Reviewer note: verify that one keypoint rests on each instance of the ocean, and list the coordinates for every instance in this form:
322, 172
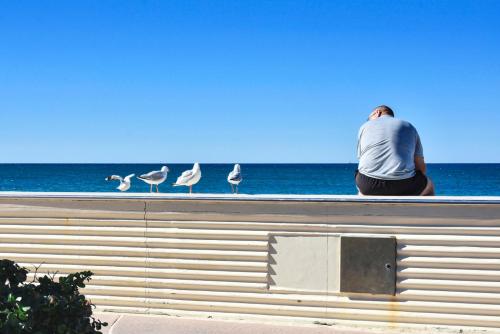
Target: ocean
450, 179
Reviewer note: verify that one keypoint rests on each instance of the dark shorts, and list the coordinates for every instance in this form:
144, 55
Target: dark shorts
407, 187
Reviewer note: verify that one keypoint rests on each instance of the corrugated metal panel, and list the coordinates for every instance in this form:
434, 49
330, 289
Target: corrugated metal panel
153, 256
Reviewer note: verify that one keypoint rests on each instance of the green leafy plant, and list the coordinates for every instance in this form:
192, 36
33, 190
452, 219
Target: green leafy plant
44, 306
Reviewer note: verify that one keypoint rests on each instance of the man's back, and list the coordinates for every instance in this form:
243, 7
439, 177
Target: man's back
387, 148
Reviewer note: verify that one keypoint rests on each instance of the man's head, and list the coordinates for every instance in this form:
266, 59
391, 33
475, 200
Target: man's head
380, 111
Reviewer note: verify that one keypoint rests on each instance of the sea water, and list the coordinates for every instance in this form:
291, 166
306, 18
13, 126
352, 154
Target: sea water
450, 179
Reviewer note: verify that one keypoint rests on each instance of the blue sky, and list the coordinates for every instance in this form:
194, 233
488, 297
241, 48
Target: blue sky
246, 81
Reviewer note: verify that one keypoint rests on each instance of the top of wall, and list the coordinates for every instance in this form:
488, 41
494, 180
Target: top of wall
243, 197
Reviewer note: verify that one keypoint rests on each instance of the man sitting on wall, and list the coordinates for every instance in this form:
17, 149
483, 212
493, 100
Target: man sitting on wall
391, 159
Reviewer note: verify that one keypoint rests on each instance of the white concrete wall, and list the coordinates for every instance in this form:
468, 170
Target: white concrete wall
209, 254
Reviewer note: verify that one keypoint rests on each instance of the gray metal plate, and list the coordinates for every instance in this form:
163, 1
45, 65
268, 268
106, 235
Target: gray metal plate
368, 265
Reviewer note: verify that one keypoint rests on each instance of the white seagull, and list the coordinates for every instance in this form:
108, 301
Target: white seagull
234, 178
189, 177
124, 182
155, 177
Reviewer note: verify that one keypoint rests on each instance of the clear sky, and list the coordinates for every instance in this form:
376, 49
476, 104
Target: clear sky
244, 81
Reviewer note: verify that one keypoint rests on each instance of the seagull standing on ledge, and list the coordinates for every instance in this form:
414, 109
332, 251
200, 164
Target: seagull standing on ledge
155, 177
189, 177
124, 182
234, 178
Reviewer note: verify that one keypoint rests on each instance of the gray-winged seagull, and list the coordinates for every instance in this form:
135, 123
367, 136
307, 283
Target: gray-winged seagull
155, 177
189, 178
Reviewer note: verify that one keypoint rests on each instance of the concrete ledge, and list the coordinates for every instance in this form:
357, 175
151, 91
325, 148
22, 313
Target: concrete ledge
263, 197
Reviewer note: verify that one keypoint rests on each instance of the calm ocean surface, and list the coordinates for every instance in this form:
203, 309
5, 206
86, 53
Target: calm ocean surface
450, 179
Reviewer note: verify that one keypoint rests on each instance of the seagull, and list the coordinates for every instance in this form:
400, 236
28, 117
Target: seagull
234, 178
155, 177
189, 178
124, 182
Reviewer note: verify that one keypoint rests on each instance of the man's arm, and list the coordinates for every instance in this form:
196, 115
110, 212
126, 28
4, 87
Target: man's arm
419, 156
420, 164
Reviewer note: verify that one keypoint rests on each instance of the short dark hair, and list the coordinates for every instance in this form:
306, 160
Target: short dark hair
385, 110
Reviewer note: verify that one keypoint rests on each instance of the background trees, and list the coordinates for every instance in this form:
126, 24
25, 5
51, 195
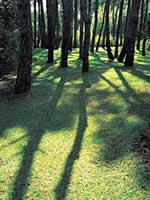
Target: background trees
123, 24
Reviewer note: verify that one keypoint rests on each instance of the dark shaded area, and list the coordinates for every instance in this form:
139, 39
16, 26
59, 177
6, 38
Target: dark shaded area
62, 186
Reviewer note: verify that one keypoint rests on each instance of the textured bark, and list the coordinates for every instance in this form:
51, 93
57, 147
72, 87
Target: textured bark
100, 33
23, 81
141, 26
109, 51
42, 26
67, 31
123, 51
35, 27
81, 29
51, 29
144, 29
132, 33
57, 27
119, 27
75, 23
95, 26
87, 23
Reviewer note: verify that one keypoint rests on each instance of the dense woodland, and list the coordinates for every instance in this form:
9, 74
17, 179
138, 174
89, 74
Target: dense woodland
74, 99
118, 26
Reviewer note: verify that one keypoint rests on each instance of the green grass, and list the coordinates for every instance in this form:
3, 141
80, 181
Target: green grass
72, 137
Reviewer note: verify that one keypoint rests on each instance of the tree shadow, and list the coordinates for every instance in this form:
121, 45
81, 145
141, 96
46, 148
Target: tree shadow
34, 137
62, 186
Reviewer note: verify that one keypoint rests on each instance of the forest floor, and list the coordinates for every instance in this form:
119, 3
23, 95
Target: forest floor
77, 137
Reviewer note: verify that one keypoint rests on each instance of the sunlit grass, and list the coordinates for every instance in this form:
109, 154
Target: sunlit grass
72, 137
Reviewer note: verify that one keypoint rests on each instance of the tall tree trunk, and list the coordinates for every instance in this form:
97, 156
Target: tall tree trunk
100, 33
141, 26
75, 23
35, 27
109, 51
144, 29
23, 81
57, 27
119, 27
51, 29
87, 23
132, 33
95, 26
81, 29
43, 34
39, 25
67, 31
123, 51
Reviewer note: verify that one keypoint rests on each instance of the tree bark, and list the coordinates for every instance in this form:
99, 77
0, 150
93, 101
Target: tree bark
132, 33
75, 23
81, 30
87, 23
141, 26
109, 51
100, 33
95, 26
42, 24
23, 81
67, 31
119, 27
35, 27
51, 29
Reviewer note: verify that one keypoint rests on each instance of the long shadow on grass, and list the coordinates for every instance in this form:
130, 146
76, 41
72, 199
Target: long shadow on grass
35, 136
62, 186
127, 129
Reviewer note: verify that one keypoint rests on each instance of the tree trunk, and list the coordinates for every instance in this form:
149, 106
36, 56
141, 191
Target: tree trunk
75, 23
23, 81
67, 30
95, 26
123, 51
132, 33
109, 51
51, 29
42, 19
35, 27
144, 29
141, 26
81, 29
100, 33
119, 27
87, 23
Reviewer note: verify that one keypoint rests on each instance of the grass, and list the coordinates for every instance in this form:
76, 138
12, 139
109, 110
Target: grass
73, 136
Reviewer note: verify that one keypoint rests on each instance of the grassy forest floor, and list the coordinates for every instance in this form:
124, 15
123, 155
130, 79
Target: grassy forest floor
77, 137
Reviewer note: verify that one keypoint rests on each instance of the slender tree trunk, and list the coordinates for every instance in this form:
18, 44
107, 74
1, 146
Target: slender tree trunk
144, 29
75, 23
132, 33
141, 26
23, 81
57, 27
42, 19
67, 31
35, 27
95, 26
100, 33
123, 51
109, 51
87, 23
39, 24
119, 27
51, 29
81, 29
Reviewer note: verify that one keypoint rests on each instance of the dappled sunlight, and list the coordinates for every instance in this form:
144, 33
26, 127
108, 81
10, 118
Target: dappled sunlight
73, 133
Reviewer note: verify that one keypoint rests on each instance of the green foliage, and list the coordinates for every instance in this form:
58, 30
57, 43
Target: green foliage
73, 135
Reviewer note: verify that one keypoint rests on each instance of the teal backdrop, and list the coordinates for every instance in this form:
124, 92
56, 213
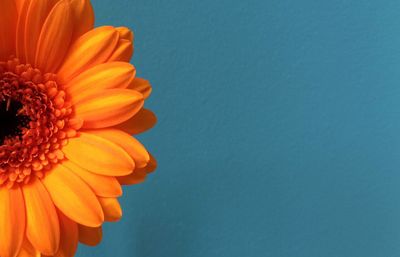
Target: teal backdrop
278, 131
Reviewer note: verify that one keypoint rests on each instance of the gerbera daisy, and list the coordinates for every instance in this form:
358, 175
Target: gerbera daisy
69, 105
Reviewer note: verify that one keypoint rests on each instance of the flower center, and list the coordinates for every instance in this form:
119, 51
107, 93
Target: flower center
35, 118
12, 122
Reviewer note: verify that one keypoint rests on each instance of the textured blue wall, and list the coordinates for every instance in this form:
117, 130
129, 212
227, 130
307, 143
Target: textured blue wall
278, 129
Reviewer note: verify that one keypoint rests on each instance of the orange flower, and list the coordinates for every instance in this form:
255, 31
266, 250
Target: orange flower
69, 103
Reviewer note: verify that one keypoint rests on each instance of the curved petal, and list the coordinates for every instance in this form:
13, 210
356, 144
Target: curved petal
136, 177
12, 221
125, 33
19, 4
104, 186
27, 250
139, 175
108, 107
83, 17
98, 155
73, 197
8, 21
55, 37
103, 76
124, 49
152, 165
92, 48
42, 225
131, 145
69, 237
123, 52
111, 208
32, 18
141, 85
90, 236
141, 122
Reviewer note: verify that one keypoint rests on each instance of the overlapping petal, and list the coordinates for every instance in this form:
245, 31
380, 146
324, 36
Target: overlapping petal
46, 214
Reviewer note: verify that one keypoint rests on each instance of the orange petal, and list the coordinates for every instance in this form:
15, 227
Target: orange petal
55, 37
83, 17
42, 226
35, 13
98, 155
111, 208
123, 52
141, 122
139, 175
152, 165
69, 237
12, 221
108, 107
8, 21
19, 4
90, 236
125, 33
136, 177
22, 7
141, 85
124, 49
105, 186
27, 250
102, 76
131, 145
73, 197
92, 48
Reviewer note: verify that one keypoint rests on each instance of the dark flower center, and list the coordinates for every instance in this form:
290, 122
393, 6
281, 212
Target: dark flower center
11, 121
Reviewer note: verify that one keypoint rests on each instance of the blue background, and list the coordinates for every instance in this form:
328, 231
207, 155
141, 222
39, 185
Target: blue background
278, 130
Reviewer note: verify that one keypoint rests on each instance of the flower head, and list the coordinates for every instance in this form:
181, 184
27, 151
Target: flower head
69, 104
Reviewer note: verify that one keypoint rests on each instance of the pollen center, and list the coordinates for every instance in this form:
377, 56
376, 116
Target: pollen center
11, 120
34, 122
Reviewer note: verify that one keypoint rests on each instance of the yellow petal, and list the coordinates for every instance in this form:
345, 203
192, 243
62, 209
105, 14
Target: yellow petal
73, 197
19, 4
22, 7
141, 85
12, 221
27, 250
35, 13
136, 177
125, 33
111, 208
90, 236
131, 145
8, 21
124, 49
55, 37
98, 155
104, 186
42, 225
123, 52
69, 237
102, 76
108, 107
92, 48
141, 122
83, 17
151, 165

_Problem_
Look above for the line that holds "the dark flower", then copy it and each line after it exactly, through the last line of the data.

_Answer to the task_
Reviewer note: verify that one keypoint rests on each instance of the dark flower center, and list the coordinates for every instance in this form:
290, 122
393, 6
281, 212
Target: dark flower center
11, 121
Reviewer note: verify that one keypoint rests on each instance of the blue background, and list the coordinates for every instance in this form:
328, 231
207, 155
141, 222
39, 185
Target: blue background
278, 130
Reviewer note: verify that one keypoint rests on each instance of the flower head, and list the coordinates for every instance in this form:
181, 184
27, 151
Target: flower head
69, 104
Reviewer note: verify that one keypoint rests on each instance of the pollen center, and list the coordinates for every instance in this form:
377, 56
376, 116
Target: pollen center
11, 120
34, 122
Reviewer note: verify that one keypoint rests on each instance of the yellow petal, and list the coordinates for every instance in this form:
345, 203
192, 243
62, 209
105, 14
Target: yellow petal
73, 197
19, 4
22, 7
141, 85
12, 221
27, 250
35, 13
136, 177
125, 33
111, 208
90, 236
131, 145
8, 21
124, 49
55, 37
98, 155
104, 186
42, 225
123, 52
69, 237
102, 76
108, 107
92, 48
141, 122
83, 17
151, 165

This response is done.